EXERCISE: Once the pictures are set aside, reproduce the remaining data exactly.

MATERIAL FOR THE TASK:
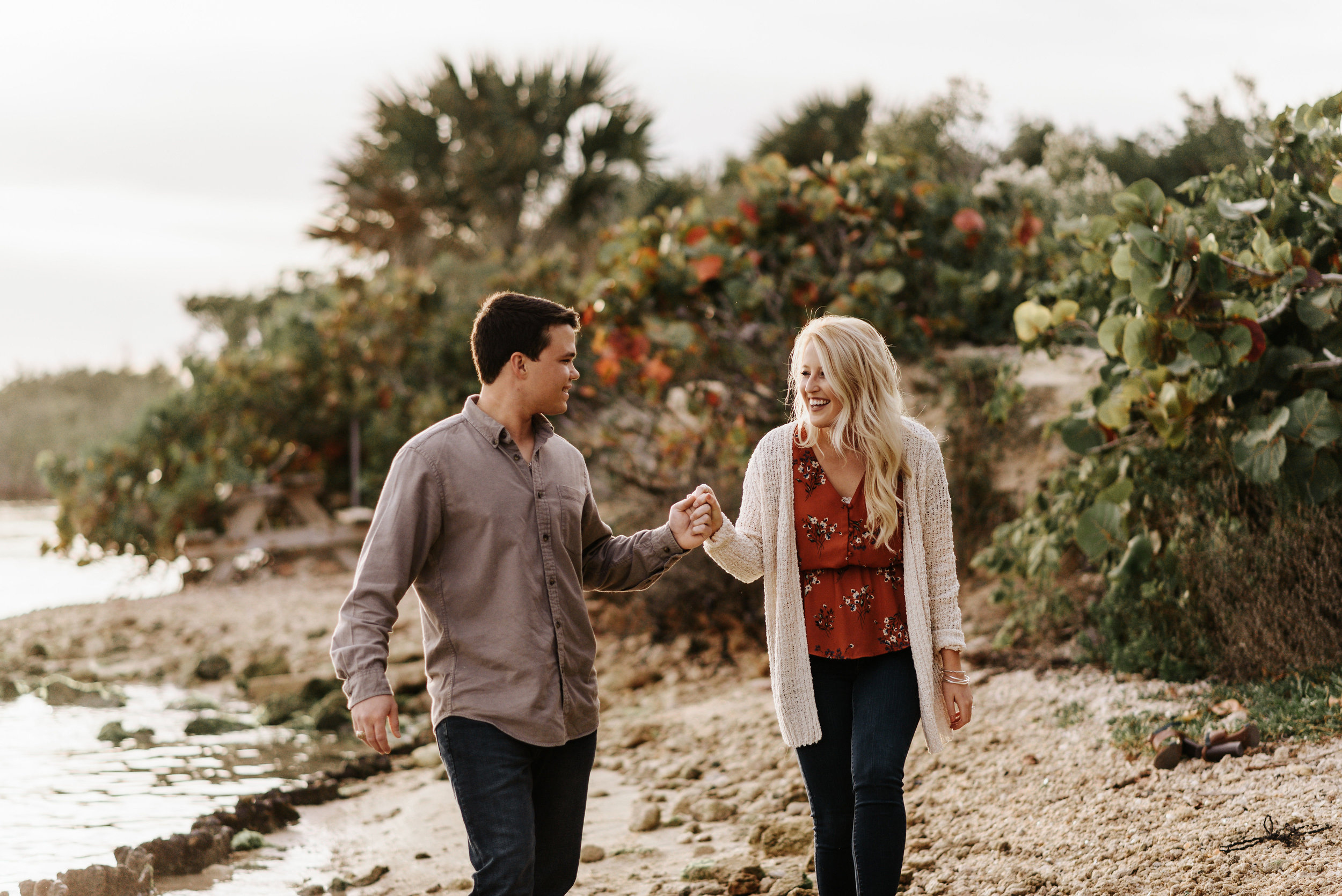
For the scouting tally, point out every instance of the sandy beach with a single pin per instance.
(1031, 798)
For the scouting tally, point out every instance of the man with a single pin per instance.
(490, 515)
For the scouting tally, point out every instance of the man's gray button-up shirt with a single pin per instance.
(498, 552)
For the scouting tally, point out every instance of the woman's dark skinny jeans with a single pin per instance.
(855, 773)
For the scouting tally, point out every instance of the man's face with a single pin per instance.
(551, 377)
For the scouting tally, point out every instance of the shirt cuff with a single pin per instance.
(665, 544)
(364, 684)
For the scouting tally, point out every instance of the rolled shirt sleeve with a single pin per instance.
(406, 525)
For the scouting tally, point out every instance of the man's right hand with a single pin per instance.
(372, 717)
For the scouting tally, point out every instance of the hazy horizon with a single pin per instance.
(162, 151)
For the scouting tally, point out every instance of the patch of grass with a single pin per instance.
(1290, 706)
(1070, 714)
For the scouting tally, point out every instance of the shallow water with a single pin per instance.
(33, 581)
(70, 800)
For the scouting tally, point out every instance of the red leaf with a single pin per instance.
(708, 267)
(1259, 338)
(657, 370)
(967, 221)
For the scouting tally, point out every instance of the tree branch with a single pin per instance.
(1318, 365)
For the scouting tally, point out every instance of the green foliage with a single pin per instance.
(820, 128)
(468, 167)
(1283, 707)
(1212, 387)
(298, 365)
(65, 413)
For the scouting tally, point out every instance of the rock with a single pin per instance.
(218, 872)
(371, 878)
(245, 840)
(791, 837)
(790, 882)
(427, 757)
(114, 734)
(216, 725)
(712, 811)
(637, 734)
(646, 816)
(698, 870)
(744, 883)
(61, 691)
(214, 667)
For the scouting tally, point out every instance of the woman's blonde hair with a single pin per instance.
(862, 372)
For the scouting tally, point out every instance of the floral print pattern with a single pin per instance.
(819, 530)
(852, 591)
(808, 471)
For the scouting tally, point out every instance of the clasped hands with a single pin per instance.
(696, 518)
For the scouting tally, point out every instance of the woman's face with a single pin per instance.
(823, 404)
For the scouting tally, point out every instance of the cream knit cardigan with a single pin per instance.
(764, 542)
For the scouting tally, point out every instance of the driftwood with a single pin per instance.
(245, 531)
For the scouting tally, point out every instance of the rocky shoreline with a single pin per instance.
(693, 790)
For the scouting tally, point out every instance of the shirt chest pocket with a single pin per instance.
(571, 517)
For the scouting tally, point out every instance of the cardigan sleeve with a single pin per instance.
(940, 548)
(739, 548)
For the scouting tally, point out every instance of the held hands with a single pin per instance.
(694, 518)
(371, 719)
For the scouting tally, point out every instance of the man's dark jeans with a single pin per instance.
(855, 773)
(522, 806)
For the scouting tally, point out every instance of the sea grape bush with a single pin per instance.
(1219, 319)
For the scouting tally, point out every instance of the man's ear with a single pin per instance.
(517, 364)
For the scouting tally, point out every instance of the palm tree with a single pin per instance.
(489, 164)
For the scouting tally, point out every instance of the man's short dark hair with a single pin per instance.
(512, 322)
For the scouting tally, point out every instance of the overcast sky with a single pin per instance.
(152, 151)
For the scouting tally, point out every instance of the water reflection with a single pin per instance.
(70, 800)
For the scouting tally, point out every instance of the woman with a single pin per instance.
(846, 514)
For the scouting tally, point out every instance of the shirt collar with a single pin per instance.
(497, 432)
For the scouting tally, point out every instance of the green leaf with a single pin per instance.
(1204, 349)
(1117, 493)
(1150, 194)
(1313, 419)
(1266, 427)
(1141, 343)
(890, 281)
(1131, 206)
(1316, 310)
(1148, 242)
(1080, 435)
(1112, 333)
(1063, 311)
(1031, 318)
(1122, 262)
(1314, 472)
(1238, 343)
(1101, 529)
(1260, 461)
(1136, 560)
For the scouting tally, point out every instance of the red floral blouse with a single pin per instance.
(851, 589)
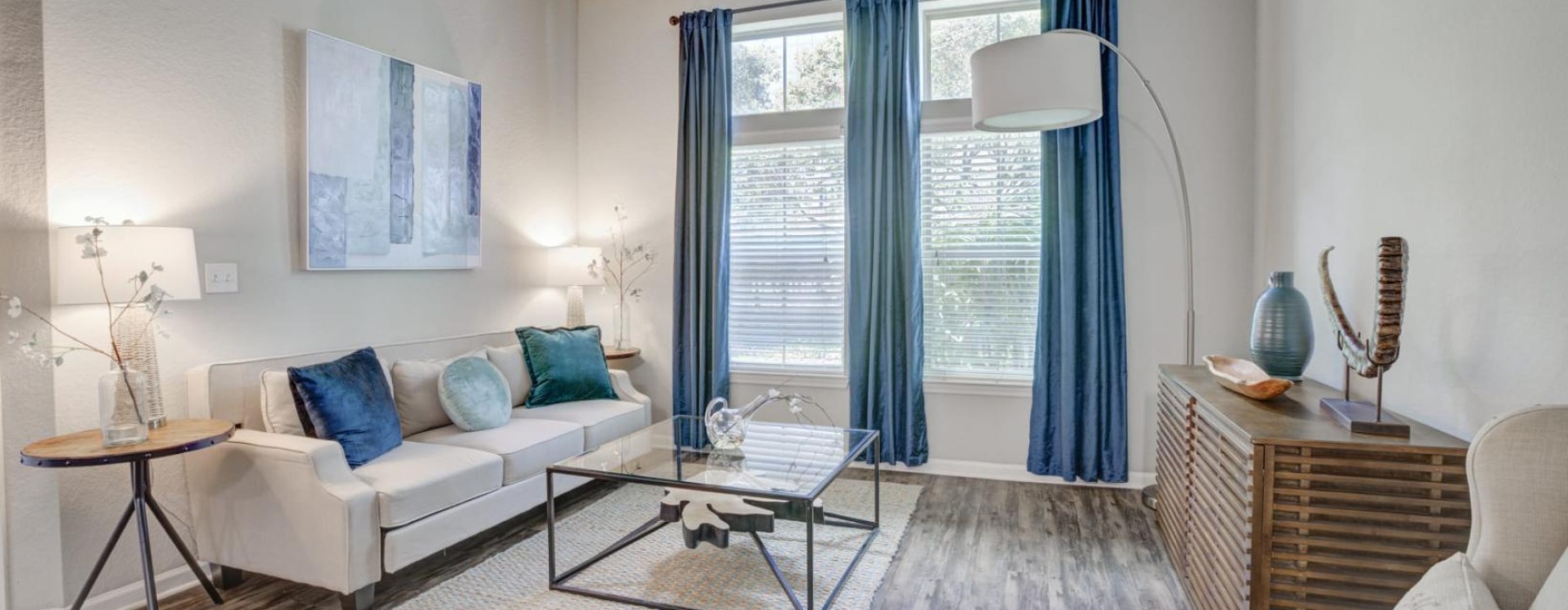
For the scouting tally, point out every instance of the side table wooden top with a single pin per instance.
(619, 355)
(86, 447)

WRITTEN REPLY:
For the scouting tally, point out every instance of the sandy beach with a single pin per instance.
(1031, 798)
For the scouting tally, point out every instance of the man with a single pin per instance.
(490, 515)
For the scouting tally, point out every instance of the man's gray button-up shirt with a single pin per instance.
(498, 552)
For the scouting tally, point out every instance of the woman's dark skinny jeans with a single pin per instance.
(855, 773)
For the scouting tally, point out every instance of the man's face with a single pin per instance.
(551, 377)
For the scouting tally, point out every instance of the shirt cuff with a single pin per instance.
(665, 544)
(364, 684)
For the scouting tally, point out every instance of the rolled shirt sleeve with a single pin per instance.
(406, 525)
For the scouting tally, point out every instance of the man's right hand with a single pin per instance.
(372, 717)
For the scouting tally, point out every instance of the hazy horizon with a single pin per instance.
(162, 151)
For the scouting tally, point out every instance of the patch of grass with a single pin per instance.
(1290, 706)
(1070, 714)
For the scouting tally, point out every instance of the shallow water with a single pin per instance.
(33, 581)
(70, 800)
For the scouting tally, point out every instance of the red leaf with a single pin per instance.
(708, 267)
(1259, 338)
(657, 370)
(967, 221)
For the scouting tally, point out every instance of the tree branch with a single pin per instance.
(1318, 365)
For the scouting tally, point out every instance of the green foliage with a single pin per instance.
(820, 128)
(468, 167)
(1283, 707)
(1212, 387)
(298, 365)
(65, 413)
For the scouting tally, point out every instance of the rock with a single pin per instance.
(218, 872)
(371, 878)
(245, 840)
(791, 837)
(790, 882)
(427, 757)
(114, 734)
(216, 725)
(712, 811)
(637, 734)
(646, 816)
(698, 870)
(744, 883)
(61, 691)
(214, 667)
For the scouting tally, point out every instance of the woman's blonde hair with a single pin per instance.
(862, 372)
For the scouting tally, point out every instance of the floral print pattern with a single pin per instance.
(819, 530)
(852, 591)
(808, 471)
For the scouting tally, point out every instance of the clasped hands with a single pin per instance.
(696, 518)
For the scouting tally, point out every instance of the woman's face with a single pin per instance.
(823, 404)
For the scouting tally, point out every instance of the cream knit cardigan with a single pin per instance.
(764, 542)
For the scouting tally, point out every instance of the driftwood with a single pin per instance.
(245, 531)
For the scouting tally, point out every instance of the rocky shoreline with a single pin per instance.
(693, 790)
For the scouting tally, point out every instance of the shirt chest pocket with a single pin per instance.
(571, 517)
For the scouting tally, point out every instance of the cardigan sleeve with a single pin per instance.
(940, 548)
(739, 548)
For the scouting tally, point out every instance of the held hands with a single pin per instance.
(694, 518)
(371, 719)
For the scouting tally, point out every instance of the man's dark jeans with a single pin per instance.
(855, 773)
(522, 806)
For the scouting tally, point out every instance of the sea grape bush with a single pin per instance.
(1219, 319)
For the scouting tally, point out every instance of the man's ear with a single pin per instance.
(517, 364)
For the scouting tally, point out every instance of the palm tree with a single pin per instance.
(489, 164)
For the scouting tally, point out every instance of the man's short dark hair with a single pin per instance.
(512, 322)
For the scouting tally, point out every instance of the overcast sky with a single pin per instance.
(152, 151)
For the scouting tally, point out every instance of the water reflection with a single pin per instance.
(70, 800)
For the scouting tally, point out every instance of the woman with a single pin per instance.
(846, 514)
For the scouting tally, point out every instance of the shirt collar with a single pin per instance.
(497, 432)
For the scouting tally, point out every instance of the green leaf with a single pin per instance.
(1204, 349)
(1117, 493)
(1150, 194)
(1313, 419)
(1266, 427)
(1141, 343)
(890, 281)
(1131, 206)
(1316, 310)
(1148, 242)
(1080, 435)
(1112, 333)
(1063, 311)
(1031, 318)
(1122, 262)
(1314, 472)
(1238, 343)
(1101, 529)
(1260, 461)
(1136, 560)
For the scouting tally, point out every instance of the red floral blouse with a single pin per instance.
(851, 589)
For the scouting tally, point out every instance of the side table wooden top with a single pin per instance.
(619, 355)
(86, 447)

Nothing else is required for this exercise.